Requirements ▸
A - In the tube-in-casting thread below, what does johncrane guess might have been cast?
B - Write what comes next in the tube-in-casting thread below, picking up from the point where it stops.

Document extract ▸

# First Tube In Casting



## hzsimms (Apr 3, 2020)

I recently became interested in trying some tube in casting.  After a few experiments, some good, some not so much, I finally got one that seemed to go well.  Thought I'd share it here.




Thanks for looking.
Howard


----------



## johncrane (Apr 3, 2020)

very neat Howard luv the colors and pattern


----------



## Kenny Durrant (Apr 3, 2020)

Looks like a pro did it to me! Great job!


----------



## jttheclockman (Apr 3, 2020)

Interesting, what is it that you cast??  Give us a little more insight please.


----------



## johncrane (Apr 3, 2020)

is it gift wrapping paper just a wild guess


----------



## hzsimms (Apr 3, 2020)

Listed entries ▸

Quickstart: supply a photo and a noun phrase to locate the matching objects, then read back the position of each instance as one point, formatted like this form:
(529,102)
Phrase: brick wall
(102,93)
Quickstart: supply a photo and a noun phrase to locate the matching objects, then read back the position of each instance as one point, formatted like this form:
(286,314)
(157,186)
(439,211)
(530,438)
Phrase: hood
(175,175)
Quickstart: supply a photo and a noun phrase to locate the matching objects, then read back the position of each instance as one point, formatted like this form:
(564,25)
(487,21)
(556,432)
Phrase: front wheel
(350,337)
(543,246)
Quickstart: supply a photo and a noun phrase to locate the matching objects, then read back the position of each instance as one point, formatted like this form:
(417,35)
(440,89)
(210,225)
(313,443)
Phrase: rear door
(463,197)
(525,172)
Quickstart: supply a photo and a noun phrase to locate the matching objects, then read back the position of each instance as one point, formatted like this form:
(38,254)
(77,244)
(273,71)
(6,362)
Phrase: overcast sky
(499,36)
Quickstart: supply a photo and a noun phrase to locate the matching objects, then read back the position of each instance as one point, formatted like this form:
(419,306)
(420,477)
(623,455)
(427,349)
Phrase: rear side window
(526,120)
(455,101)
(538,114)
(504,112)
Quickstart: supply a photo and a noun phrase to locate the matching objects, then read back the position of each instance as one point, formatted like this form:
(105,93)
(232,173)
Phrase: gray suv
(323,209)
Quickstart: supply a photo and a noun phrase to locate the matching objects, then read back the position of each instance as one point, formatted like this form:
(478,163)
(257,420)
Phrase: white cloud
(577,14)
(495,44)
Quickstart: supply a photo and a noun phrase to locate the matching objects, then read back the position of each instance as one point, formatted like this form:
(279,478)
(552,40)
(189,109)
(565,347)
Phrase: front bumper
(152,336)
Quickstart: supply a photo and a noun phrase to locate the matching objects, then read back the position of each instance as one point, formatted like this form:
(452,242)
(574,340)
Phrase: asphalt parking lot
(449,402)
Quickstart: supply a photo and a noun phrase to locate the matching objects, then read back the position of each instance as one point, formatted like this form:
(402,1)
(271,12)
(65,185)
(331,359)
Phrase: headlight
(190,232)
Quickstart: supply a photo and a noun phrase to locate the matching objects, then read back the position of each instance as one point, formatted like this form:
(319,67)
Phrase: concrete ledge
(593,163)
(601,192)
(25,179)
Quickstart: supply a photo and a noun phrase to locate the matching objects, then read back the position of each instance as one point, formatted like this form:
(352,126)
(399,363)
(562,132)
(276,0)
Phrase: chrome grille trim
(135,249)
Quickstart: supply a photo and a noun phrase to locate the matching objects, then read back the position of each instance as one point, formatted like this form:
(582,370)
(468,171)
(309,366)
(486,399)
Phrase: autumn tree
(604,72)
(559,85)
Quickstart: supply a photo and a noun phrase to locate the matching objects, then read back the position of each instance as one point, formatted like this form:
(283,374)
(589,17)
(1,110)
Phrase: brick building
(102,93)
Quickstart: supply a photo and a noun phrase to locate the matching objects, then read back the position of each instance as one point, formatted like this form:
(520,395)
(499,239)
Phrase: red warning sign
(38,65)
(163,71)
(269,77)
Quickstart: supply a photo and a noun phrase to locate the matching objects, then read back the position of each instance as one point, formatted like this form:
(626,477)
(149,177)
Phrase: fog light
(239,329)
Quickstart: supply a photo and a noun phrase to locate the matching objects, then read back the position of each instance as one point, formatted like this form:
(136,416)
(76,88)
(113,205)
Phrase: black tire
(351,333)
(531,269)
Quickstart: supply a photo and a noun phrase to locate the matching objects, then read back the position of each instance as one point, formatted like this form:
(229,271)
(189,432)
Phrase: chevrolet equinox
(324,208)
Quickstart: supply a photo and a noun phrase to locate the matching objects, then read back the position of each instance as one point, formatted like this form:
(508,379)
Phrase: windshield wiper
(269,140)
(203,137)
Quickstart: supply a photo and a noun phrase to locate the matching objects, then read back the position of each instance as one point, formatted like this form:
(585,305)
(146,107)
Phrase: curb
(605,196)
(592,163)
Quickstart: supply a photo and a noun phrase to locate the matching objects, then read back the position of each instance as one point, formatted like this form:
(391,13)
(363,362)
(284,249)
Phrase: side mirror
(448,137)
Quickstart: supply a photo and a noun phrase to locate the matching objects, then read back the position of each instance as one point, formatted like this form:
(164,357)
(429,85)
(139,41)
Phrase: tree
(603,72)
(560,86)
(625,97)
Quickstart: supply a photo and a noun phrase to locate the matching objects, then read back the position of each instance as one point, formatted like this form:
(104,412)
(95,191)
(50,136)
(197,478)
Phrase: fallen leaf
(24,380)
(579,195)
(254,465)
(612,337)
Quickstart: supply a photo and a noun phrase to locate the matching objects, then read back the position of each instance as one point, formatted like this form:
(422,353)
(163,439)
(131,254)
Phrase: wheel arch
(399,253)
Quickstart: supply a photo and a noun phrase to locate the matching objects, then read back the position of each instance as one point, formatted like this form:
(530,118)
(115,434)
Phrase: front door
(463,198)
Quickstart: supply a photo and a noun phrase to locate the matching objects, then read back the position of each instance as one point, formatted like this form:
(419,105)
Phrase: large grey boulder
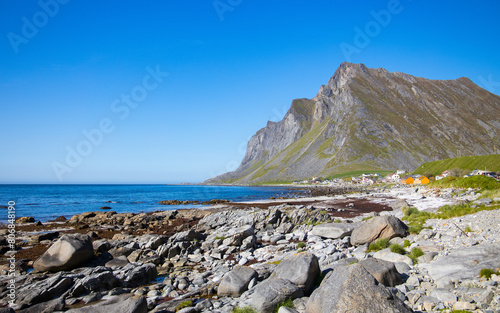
(135,274)
(389,256)
(377,228)
(236,282)
(384,272)
(97,279)
(272,291)
(333,230)
(67,253)
(123,304)
(44,290)
(46,307)
(353,289)
(301,269)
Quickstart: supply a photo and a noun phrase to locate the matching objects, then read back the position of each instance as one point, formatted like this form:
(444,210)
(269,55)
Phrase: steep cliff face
(365,119)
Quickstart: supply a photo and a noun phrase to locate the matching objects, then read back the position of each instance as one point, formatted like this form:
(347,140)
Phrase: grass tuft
(396,248)
(286,303)
(378,245)
(245,309)
(414,254)
(486,272)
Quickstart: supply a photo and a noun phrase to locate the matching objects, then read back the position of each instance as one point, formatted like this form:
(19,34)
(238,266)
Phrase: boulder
(384,272)
(123,304)
(97,279)
(44,290)
(67,253)
(120,261)
(353,289)
(377,228)
(463,264)
(188,235)
(25,219)
(333,230)
(272,291)
(46,307)
(135,274)
(389,256)
(236,282)
(35,239)
(301,269)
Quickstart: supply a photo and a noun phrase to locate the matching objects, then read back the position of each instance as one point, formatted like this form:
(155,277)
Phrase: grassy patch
(397,248)
(378,245)
(286,303)
(416,219)
(301,245)
(491,162)
(244,309)
(477,182)
(486,272)
(414,254)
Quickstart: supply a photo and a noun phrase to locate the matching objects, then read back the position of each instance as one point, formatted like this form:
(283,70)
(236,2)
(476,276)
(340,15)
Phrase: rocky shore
(309,254)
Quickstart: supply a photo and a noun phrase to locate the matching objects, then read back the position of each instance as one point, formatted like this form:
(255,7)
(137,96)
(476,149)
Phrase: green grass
(486,272)
(378,245)
(477,182)
(244,309)
(490,162)
(397,248)
(414,254)
(358,173)
(416,219)
(286,303)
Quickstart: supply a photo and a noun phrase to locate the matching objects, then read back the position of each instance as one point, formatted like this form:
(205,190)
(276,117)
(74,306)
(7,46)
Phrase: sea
(47,202)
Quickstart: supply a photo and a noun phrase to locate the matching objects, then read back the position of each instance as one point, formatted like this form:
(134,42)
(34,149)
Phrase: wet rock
(353,289)
(377,228)
(384,272)
(123,304)
(333,230)
(67,253)
(236,281)
(273,291)
(301,269)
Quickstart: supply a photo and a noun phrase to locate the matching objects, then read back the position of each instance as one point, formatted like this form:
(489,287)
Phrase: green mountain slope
(483,162)
(371,119)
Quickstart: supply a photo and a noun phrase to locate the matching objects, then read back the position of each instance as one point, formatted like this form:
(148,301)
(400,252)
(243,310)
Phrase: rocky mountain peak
(366,119)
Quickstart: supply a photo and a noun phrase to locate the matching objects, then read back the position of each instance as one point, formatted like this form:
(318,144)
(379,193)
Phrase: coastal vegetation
(469,163)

Results for the exercise ▸
A - Gift wrapping paper.

B -
It's fingernail foil.  Apparently, you can get this stuff on your nails if you go to the salon (which I should know as I send a lot of money to the salon on behalf of my wife and daughter).  I saw it on a website and thought it looked cool so I figured you just glued it in place and cleared over it.  It actually works like a decal.  You put glue on the tube, wait for the glue to turn clear, then wrap this stuff around it and the plastic that it's adhered to peels off leaving the design stuck to the tube.  Frankly, I had no idea that was how it worked until I started messing with it. I did this one the same way.



The issue with it is that, sometimes, all of the foil doesn't come off and there are bare spots on the tube.  I tried covering them with a Sharpie and that doesn't work very well.  I'm trying to come up with more of a 100% (or 99.9% anyway) solution.  Double sided masking tape seems to pull the design off better than the glue but you have a much more apparent seam so we'll see.  Thanks for the kind words.

Howard


----------



## mick (Apr 4, 2020)

Instead if the glue you're using what if toy used a spray adhesive? That stuff's really really sticky. 

Sent from my SM-G955U using Tapatalk


----------



## hzsimms (Apr 6, 2020)

Excellent idea, I’ll give it a try.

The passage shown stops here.